» **Short exercise**
Give the lines from the line with "For the evaluation set, tag every instance of the dog's nose" to the line with "[[153, 99]]" as a numbered list, leaving out any blank lines.

==== Data ====

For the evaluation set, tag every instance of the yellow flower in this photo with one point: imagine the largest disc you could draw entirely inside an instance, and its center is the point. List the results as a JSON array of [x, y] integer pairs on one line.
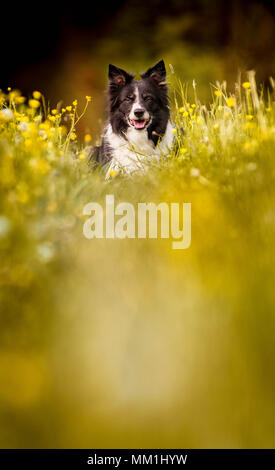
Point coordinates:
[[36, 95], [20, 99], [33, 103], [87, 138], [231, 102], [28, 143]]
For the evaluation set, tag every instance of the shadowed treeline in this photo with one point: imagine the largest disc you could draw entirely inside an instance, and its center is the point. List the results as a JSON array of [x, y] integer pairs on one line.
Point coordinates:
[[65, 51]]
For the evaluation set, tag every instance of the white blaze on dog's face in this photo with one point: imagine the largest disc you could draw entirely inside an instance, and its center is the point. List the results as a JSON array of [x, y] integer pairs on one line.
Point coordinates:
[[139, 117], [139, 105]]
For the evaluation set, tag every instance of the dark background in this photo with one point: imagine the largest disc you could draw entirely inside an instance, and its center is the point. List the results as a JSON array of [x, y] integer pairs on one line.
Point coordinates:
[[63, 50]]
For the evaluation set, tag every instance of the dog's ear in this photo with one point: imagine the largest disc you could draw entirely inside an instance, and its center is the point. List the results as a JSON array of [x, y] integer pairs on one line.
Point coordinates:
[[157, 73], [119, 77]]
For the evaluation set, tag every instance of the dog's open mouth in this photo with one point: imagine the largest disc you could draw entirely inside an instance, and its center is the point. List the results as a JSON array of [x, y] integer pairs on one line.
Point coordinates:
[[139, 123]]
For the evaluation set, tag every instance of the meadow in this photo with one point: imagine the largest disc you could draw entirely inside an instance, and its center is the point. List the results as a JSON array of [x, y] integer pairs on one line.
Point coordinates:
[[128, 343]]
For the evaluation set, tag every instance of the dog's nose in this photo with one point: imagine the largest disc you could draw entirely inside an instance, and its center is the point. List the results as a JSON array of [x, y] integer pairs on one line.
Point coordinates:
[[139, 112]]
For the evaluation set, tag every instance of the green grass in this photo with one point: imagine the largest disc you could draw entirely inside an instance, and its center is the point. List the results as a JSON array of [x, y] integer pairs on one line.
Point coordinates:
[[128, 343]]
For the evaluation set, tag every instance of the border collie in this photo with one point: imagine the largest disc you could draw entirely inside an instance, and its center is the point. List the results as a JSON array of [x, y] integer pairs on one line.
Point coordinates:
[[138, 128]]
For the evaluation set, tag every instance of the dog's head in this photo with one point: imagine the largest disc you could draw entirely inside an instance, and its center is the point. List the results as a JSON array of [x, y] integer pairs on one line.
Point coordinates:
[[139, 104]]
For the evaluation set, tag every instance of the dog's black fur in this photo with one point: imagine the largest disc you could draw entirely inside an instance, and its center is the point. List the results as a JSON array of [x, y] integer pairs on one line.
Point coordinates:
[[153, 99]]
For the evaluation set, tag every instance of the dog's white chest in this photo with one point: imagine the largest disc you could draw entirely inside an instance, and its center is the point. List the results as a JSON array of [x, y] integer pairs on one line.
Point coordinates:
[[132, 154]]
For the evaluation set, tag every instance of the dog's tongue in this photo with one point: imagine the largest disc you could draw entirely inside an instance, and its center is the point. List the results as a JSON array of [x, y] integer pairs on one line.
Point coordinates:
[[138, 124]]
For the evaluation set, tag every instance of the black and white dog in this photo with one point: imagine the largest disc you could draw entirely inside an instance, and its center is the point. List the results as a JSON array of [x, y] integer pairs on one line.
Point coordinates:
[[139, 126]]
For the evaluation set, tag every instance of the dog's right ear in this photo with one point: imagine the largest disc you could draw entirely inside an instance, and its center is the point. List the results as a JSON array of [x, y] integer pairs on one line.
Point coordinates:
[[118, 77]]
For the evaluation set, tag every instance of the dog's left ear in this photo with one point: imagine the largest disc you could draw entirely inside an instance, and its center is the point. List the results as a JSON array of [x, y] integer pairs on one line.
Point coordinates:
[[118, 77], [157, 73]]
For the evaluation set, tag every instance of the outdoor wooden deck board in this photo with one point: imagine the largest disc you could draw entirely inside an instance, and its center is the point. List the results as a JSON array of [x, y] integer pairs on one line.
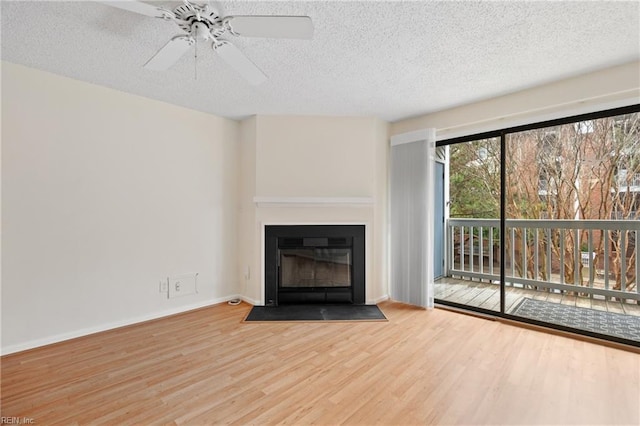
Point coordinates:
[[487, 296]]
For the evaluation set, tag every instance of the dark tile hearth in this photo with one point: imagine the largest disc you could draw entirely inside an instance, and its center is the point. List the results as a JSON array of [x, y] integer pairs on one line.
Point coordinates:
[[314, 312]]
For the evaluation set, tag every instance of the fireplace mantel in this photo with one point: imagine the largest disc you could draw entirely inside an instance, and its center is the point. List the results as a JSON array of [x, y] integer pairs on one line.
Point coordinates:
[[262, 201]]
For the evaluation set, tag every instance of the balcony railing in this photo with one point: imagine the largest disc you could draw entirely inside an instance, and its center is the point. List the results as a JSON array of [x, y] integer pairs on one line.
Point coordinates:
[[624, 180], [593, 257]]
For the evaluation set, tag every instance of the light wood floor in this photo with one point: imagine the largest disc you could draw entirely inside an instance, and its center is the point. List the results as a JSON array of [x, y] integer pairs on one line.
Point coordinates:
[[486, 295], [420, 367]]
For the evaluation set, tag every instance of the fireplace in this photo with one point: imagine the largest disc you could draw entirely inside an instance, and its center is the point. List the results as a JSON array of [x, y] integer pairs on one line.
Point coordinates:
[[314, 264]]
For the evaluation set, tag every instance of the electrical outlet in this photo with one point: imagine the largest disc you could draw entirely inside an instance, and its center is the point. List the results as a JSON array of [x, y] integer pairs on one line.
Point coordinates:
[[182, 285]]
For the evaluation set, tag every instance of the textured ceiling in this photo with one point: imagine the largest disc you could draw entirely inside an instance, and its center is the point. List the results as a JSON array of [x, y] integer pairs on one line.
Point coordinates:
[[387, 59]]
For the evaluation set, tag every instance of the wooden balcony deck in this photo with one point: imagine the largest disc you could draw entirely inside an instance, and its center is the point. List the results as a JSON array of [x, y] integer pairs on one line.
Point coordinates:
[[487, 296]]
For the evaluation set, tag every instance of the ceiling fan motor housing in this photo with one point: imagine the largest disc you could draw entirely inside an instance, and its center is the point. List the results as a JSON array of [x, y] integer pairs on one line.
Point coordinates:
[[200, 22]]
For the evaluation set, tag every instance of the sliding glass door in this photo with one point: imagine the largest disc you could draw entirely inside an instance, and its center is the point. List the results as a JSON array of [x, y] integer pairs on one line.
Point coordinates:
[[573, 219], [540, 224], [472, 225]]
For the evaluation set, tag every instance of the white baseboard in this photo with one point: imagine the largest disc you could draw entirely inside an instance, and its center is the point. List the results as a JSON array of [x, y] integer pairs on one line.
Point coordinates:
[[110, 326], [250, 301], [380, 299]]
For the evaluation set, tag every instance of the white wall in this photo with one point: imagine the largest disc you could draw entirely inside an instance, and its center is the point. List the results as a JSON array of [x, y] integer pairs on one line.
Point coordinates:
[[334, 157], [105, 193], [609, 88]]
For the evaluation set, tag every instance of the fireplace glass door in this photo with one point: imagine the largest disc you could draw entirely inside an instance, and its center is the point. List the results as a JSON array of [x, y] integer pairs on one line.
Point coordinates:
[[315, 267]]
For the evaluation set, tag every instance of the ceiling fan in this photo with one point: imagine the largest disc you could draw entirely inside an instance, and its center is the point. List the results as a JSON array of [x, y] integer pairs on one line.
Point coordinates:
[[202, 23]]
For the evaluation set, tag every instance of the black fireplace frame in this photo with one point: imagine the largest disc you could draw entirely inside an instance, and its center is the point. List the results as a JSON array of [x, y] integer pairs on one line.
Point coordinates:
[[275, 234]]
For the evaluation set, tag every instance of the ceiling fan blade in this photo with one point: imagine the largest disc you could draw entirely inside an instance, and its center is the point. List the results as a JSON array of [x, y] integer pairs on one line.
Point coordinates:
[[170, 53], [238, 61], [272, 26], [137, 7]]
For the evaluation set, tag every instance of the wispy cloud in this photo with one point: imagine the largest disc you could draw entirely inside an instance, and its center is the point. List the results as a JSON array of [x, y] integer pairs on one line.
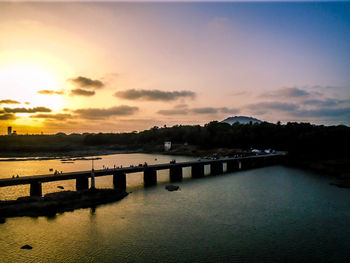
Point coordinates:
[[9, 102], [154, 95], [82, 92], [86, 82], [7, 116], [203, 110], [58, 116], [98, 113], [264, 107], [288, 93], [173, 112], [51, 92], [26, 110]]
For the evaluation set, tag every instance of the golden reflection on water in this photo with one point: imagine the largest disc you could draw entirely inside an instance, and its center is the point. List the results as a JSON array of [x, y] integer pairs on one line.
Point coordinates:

====

» **Final answer**
1. For the evaluation set, tag every instance of the dog's nose in this photo with one point: imagine the largest disc you could draw entirely inside an instance, and its center is the point. List the results as a JSON array of [x, y] integer pairs on one line.
2. Point coordinates:
3. [[139, 112]]
4. For the evaluation set, tag every instance of the green grass in this photo with one point: imagine the largest disc you could draw entirely inside an instance, and its center is the point. List the results as a JSON array of [x, y] integer pairs on one line.
5. Point coordinates:
6. [[128, 343]]
7. For the evaluation set, tag every instance of the border collie in this photo with one point: imagine the largest disc you could draw entirely inside an instance, and its center is the point. List the results as a JSON array of [x, y] integer pairs on one line.
8. Point coordinates:
9. [[138, 128]]
10. For the evaluation set, tag every instance of the dog's head in this photo with one point: imagine the largest disc you could draw entirely inside an instance, and its center is the point. List the results as a JSON array of [x, y] integer pairs on one line.
11. Point coordinates:
12. [[139, 104]]
13. For the evaluation set, tag every instance of the dog's black fur in this photo with one point: imagine the largest disc you could draw entirely inside an instance, and its center is the point. List the results as a JSON array of [x, y] integer pairs on one line.
14. Point coordinates:
15. [[153, 99]]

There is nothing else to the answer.